> [Objective]:
Rewrite everything from the line containing "Return one point per instance of the window" down to the end of the rows, with "chair" renamed to "stool" and nothing else changed.
— start of Stored rows —
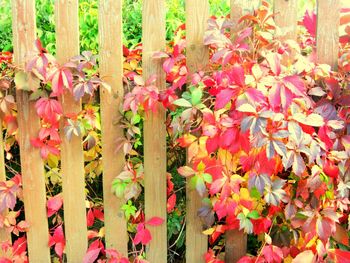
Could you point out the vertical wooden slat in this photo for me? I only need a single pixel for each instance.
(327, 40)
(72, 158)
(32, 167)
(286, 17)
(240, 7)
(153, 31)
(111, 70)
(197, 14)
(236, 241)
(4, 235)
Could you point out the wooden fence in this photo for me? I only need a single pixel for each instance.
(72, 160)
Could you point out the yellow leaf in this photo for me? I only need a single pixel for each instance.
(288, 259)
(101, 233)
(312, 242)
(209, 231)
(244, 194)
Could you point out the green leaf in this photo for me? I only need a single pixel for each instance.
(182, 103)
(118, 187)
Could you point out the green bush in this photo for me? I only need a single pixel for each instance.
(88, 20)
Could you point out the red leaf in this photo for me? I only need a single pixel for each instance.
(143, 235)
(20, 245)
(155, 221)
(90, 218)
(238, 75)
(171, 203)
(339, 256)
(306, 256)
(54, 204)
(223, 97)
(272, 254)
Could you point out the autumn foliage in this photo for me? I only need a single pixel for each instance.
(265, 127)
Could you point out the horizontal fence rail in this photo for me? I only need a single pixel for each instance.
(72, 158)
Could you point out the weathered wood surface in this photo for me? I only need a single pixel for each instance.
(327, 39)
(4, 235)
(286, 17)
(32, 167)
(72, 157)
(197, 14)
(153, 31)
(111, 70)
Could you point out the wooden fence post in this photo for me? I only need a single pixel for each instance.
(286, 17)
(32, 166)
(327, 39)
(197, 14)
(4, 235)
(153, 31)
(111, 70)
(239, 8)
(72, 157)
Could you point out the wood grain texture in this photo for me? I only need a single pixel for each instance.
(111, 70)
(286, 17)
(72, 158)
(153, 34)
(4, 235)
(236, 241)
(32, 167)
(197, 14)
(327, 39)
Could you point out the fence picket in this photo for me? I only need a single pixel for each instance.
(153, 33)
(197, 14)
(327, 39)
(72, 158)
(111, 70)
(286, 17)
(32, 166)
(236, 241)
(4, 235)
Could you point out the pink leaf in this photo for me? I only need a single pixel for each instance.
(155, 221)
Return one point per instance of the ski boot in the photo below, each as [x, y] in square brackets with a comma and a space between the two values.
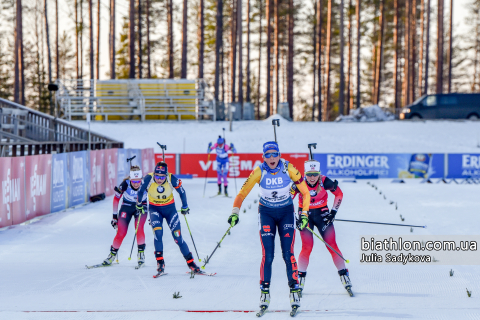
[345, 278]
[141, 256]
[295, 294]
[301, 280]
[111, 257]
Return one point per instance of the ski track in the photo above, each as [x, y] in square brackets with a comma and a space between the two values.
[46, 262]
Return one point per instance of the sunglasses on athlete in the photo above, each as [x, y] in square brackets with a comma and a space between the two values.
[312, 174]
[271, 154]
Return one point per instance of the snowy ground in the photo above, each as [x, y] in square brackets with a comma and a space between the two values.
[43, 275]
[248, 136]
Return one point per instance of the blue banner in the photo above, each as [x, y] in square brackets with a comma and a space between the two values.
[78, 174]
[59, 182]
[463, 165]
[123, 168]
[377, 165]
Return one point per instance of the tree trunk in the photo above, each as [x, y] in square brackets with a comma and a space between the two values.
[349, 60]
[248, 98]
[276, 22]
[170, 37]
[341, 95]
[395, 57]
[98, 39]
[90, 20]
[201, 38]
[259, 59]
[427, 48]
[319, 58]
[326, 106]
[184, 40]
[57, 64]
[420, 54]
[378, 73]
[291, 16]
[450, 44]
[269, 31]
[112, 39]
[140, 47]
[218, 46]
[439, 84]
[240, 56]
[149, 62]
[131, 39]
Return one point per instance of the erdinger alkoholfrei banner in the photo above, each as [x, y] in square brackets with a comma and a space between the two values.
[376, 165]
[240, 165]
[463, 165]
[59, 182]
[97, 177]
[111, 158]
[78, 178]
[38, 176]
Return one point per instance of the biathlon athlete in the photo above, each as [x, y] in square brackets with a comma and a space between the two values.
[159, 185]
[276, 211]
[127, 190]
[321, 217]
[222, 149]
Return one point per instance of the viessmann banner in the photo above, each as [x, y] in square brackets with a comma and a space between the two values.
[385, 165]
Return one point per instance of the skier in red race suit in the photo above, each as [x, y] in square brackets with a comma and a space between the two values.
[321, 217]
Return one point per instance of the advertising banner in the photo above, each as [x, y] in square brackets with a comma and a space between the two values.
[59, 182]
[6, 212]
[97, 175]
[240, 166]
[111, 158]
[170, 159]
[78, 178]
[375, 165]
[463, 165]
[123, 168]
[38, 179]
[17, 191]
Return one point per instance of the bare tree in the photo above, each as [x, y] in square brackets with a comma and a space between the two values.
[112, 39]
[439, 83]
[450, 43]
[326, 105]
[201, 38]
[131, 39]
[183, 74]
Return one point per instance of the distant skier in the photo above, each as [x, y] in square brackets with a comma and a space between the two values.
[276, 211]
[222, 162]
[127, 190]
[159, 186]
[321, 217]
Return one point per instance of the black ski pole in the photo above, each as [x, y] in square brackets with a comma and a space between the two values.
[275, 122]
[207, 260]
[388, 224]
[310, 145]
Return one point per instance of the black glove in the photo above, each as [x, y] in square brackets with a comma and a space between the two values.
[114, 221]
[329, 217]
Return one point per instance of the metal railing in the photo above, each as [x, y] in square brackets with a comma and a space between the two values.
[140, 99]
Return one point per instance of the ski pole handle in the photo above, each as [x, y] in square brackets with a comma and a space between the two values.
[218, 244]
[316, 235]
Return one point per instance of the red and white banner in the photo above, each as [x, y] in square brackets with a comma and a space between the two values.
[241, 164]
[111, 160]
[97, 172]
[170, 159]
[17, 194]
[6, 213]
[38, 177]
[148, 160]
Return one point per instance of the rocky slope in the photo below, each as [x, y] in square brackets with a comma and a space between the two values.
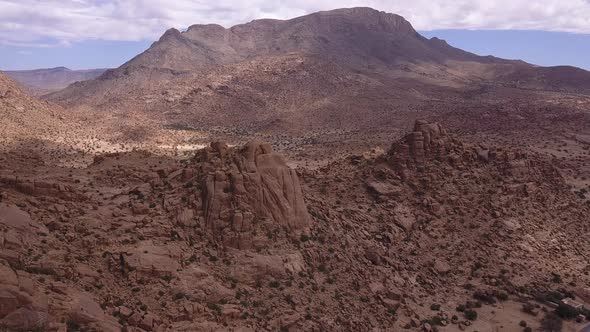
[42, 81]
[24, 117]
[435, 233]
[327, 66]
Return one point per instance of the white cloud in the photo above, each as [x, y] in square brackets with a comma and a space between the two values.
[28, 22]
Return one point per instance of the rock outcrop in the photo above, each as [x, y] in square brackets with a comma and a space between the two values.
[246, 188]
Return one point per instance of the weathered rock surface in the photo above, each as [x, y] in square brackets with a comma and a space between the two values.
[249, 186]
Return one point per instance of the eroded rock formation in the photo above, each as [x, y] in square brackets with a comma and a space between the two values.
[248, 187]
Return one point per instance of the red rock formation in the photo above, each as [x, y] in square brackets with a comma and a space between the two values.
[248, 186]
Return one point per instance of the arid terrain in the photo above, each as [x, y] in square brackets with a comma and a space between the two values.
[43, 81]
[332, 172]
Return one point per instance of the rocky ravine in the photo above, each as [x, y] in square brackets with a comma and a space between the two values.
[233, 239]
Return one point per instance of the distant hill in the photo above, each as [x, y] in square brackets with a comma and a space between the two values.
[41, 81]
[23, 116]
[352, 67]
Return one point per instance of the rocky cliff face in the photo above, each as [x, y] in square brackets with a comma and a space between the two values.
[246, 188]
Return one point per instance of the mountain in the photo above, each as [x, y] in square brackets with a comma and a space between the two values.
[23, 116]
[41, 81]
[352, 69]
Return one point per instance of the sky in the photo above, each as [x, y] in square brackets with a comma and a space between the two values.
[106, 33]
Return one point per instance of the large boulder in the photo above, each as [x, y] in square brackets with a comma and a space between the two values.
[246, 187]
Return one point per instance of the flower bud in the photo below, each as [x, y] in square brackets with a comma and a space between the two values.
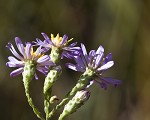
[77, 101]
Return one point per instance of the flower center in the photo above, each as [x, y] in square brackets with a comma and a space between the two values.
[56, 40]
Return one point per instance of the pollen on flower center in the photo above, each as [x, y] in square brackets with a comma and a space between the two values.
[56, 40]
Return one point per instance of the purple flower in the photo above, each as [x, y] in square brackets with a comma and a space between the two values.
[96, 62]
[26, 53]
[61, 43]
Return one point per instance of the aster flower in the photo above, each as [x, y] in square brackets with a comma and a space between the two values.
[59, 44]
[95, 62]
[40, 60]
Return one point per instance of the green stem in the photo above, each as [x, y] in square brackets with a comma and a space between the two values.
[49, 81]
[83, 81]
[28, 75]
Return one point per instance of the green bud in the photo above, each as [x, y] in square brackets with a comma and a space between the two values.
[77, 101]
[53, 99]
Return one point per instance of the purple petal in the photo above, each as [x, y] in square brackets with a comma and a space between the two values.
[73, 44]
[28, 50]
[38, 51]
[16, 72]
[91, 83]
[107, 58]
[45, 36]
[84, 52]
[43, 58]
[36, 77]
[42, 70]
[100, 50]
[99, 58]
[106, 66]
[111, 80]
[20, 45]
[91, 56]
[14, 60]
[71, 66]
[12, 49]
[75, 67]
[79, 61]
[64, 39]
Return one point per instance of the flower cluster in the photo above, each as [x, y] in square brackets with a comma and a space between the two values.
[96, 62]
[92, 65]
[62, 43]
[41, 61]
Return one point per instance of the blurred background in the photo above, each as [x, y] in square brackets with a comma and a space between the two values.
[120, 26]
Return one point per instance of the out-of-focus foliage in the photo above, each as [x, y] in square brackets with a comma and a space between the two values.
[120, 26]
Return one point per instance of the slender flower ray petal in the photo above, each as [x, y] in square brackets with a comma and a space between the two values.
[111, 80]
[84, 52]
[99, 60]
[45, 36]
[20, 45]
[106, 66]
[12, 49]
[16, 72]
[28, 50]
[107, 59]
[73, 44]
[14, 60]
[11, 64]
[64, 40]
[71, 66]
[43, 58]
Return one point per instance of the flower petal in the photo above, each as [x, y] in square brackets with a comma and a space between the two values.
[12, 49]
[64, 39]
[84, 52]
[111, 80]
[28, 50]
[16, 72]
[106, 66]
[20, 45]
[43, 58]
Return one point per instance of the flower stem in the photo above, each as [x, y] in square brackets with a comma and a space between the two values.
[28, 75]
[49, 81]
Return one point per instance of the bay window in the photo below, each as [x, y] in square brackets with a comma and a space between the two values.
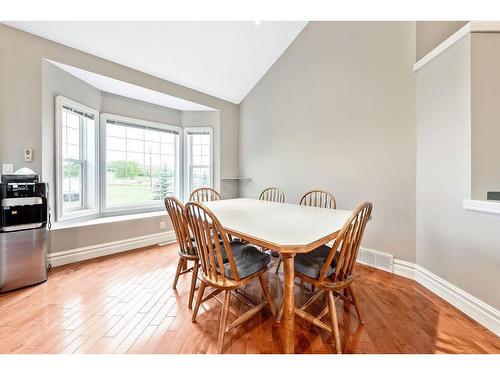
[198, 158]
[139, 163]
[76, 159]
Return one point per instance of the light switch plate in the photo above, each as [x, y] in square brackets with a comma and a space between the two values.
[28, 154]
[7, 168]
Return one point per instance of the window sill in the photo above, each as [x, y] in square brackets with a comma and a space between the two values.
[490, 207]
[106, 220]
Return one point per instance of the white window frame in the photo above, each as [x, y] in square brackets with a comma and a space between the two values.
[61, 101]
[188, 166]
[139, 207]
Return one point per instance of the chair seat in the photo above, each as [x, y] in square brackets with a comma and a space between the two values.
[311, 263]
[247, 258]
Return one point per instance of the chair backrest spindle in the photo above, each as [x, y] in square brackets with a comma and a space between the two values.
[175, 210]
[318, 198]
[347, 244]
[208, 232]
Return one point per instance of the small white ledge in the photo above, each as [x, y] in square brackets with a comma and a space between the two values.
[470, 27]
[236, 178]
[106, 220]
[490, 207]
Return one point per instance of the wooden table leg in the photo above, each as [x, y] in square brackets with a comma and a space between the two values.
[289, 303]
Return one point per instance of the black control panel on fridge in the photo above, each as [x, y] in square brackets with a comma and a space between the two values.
— end of Stored rows —
> [Answer to the task]:
Return one point per instance of the window sill in the photo above, each as [x, y] in square brackets with a comma and a space between the two values.
[490, 207]
[106, 220]
Return one point per instance of the white window frame in the photo above, each as [x, y] in square brackets with a comma and a space between the two values.
[61, 101]
[188, 166]
[139, 207]
Return one point per instance of the stool seat in the photo above, each as [x, y] in square brackets with a comma and a space between the two values.
[311, 263]
[247, 258]
Return one point per instance of the stool backrest spindle in the photo above, each as [x, y] in square brackets with a comma and a space between the two values.
[175, 210]
[318, 198]
[347, 244]
[208, 232]
Return one point per instance of the small white ledge in the photo above, each as [x, y] in square brackets with a comma and a space between the two values.
[470, 27]
[236, 178]
[106, 220]
[490, 207]
Return one point per instance of the wooden table leg in the photo above, each as [x, y] in square brackets with a comma and a space between the two values.
[289, 303]
Return one point per instance of the black control panel on fridge in the photo above, each as [x, y] in square brackets with a comma and a space between the two values.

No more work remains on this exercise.